--- Extracted text ---
Green Water is a generic description for water that has been treated to a quality suitable for provision as a non-potable supply, usually, but not exclusively in parallel with a potable supply, for industrial, residential or public use (examples might include toilet flushing, horticultural/irrigation purposes, laundries, industrial processes or washing, heating/cooling functions.)
[Green water' is sometimes mistakenly referred to as 'grey' water. This should not be the case - 'grey' water is untreated wastewater from baths, basins and showers. Green water is treated.]
The Green Water "Standard" has the following characteristics:
- is clear (<2NTU), free of pathogens (<10cfu/100ml), and conforms to criteria for tertiary treatment, typically < 10mg/l BOD, < 10mg/l Suspended Solids and < 5mg/l NH3
- should be clearly identified as a separate supply, not for human consumption, by the use of a green tinged vegetable dye at a specified dilution (1:20,000)
- Rainwater and storm run-off water, when blended with treated water from other derivation would also qualify as 'green water' when treated to the Green Water "Standard".
Potable water is provided for the purpose of drinking and must meet all the Drinking water Quality Regulations. Private supplies of Green water to more that a single household are regulated by Local Authority Environmental Health Departments. They have a requirement to sample the water at a specified frequency.
Non-potable Green Water is not yet regulated in the UK and can be treated (or not) to meet specific end-use. There is a Duty of Care by agreement between the supplier and the provider of a service (e.g. the Local Authority) to ensure that the agreed standard is complied with.
The Green Water is distributed through distinct green pipe work developed by WWUK which cannot be inadvertently connected with the drinking water system.

--- Assigned task 1 ---
List the example uses of green water that the text on green water names in its opening sentence.
--- Assigned task 2 ---
Retype the part of the text on green water that opens with the words containing "Potable water is" and closes with "is complied with.".

Dataset entries:
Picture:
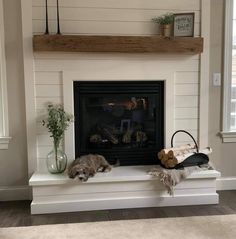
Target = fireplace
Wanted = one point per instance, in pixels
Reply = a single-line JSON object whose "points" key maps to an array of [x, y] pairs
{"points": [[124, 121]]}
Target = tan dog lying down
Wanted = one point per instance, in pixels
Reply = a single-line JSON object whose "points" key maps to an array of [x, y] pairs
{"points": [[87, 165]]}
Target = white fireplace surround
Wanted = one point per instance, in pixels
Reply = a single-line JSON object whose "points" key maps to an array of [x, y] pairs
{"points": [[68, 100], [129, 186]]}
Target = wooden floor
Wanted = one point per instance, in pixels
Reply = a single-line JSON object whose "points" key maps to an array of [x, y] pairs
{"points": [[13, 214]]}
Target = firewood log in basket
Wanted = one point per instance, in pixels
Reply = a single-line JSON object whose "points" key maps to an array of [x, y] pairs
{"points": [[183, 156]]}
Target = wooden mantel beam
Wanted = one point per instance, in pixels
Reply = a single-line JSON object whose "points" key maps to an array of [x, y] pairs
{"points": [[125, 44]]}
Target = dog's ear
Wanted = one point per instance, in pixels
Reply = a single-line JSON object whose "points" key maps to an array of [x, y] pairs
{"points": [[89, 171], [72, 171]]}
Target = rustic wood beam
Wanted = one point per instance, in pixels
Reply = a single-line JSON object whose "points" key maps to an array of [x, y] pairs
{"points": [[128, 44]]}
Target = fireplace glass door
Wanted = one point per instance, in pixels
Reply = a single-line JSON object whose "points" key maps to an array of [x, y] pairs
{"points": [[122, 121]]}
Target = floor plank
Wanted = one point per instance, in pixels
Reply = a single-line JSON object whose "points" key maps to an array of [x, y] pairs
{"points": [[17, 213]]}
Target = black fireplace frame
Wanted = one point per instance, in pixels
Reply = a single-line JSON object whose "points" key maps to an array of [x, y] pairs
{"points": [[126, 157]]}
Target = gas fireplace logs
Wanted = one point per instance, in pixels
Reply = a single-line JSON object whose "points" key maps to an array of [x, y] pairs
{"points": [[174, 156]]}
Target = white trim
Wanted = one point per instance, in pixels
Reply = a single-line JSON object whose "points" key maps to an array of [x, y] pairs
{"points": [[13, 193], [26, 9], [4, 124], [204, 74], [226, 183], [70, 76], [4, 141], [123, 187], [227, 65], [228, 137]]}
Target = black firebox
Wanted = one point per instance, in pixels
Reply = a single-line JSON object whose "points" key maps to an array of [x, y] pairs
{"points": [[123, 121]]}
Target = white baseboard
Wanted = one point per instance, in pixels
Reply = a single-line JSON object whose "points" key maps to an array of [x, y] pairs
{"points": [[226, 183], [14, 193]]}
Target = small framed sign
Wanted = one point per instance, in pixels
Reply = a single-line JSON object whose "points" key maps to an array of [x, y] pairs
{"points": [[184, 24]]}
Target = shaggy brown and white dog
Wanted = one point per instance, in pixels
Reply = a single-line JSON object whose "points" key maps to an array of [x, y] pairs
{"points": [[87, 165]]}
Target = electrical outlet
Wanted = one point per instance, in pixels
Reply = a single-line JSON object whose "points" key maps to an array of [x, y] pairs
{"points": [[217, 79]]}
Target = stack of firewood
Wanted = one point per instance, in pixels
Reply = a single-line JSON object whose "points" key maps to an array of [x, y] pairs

--- Exercise response 1 ---
- Toilet flushing
- Horticultural/irrigation purposes
- Laundries
- Industrial processes or washing
- Heating/cooling functions

--- Exercise response 2 ---
Potable water is provided for the purpose of drinking and must meet all the Drinking water Quality Regulations. Private supplies of Green water to more that a single household are regulated by Local Authority Environmental Health Departments. They have a requirement to sample the water at a specified frequency.
Non-potable Green Water is not yet regulated in the UK and can be treated (or not) to meet specific end-use. There is a Duty of Care by agreement between the supplier and the provider of a service (e.g. the Local Authority) to ensure that the agreed standard is complied with.